*WHAT THE TASK REQUIRES:* Repeat all of the records exactly, leaving out the pictures.

(Stored data entries)
★ ★ ★
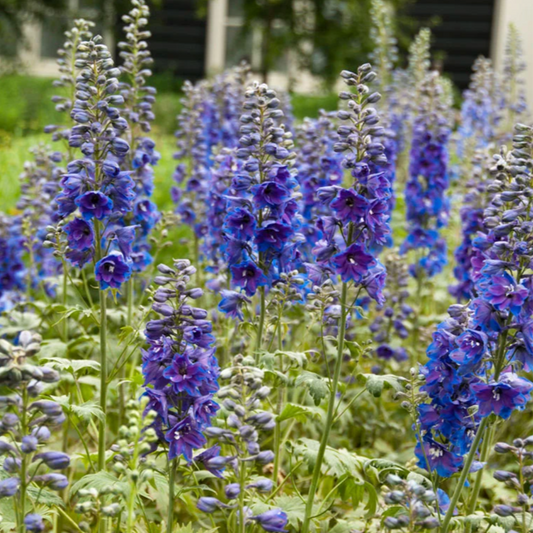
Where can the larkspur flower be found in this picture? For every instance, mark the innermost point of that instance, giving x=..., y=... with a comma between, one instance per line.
x=112, y=271
x=95, y=184
x=427, y=205
x=179, y=366
x=27, y=418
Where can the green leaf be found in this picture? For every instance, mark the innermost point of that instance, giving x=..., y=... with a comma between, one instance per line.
x=372, y=502
x=315, y=384
x=160, y=493
x=299, y=412
x=100, y=480
x=72, y=365
x=294, y=507
x=337, y=462
x=15, y=322
x=350, y=488
x=298, y=359
x=7, y=512
x=86, y=411
x=376, y=383
x=53, y=348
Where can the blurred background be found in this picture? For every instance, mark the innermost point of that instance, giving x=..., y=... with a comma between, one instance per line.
★ ★ ★
*ANSWER BELOW:*
Where can the larkspur flower be found in this picture? For every instance, mark the innermost point of that instance, giving x=..., y=... with a comma between, one instance per line.
x=112, y=271
x=95, y=184
x=427, y=205
x=179, y=366
x=27, y=418
Where can the green leaf be found in this picture? For every instance, mark the innermost point of that instance, giving x=..., y=... with a comma between, one instance per line.
x=372, y=502
x=315, y=384
x=160, y=493
x=299, y=412
x=100, y=480
x=72, y=365
x=294, y=507
x=337, y=462
x=15, y=322
x=350, y=488
x=298, y=359
x=7, y=512
x=86, y=411
x=376, y=383
x=53, y=348
Where can the blurred background be found in this picture? For every instance, mark the innermost point of that instance, giving x=..., y=... with a comma between, one instance per line.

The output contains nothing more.